● About this task: Only the lines from the one containing "Mark one point on each instance of the dragonfly tail" to the end of the records should be given again, word for word and in full.
==== Records for processing
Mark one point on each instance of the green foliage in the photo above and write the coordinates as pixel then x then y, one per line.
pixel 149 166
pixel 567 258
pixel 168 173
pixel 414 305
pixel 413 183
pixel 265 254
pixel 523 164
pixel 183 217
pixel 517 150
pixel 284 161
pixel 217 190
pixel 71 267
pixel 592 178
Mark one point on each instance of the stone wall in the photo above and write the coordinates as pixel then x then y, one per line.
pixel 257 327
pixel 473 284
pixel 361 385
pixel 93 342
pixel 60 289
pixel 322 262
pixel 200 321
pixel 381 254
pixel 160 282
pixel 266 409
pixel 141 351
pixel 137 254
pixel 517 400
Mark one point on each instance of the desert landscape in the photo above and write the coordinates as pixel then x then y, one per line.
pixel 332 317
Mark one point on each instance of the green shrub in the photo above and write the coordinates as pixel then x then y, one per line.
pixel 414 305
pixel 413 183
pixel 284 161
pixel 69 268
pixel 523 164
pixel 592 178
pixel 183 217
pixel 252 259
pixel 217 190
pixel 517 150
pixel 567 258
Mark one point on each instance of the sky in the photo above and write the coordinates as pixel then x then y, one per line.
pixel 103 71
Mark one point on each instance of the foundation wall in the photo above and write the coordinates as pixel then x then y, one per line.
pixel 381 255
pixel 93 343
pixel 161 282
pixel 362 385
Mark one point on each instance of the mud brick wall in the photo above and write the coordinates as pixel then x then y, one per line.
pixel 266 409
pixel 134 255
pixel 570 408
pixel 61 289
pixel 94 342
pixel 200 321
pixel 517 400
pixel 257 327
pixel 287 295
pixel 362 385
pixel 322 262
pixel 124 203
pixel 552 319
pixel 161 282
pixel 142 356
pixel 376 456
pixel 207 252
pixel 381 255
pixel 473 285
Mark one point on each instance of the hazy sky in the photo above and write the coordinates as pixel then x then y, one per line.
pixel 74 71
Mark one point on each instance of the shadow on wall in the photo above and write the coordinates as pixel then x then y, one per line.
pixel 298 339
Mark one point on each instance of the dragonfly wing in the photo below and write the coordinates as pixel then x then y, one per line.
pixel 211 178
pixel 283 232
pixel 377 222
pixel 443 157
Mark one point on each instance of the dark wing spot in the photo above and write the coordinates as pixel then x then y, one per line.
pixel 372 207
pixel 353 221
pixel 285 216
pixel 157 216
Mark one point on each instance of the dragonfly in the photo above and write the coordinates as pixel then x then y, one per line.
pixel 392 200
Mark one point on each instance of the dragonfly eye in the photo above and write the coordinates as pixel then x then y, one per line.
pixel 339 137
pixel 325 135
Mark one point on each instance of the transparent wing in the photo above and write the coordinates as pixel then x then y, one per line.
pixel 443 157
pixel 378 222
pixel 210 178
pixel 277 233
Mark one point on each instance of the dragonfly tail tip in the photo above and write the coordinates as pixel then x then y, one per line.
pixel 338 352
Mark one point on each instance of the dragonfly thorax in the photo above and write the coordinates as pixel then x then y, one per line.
========
● Expected answer:
Mark one point on each instance of the dragonfly tail tip in the photo above and write the coordinates as pixel then x then y, one per line.
pixel 338 352
Mark one point on each instance of the dragonfly thorax in the photo above and write the coordinates as pixel then x then y, one per line.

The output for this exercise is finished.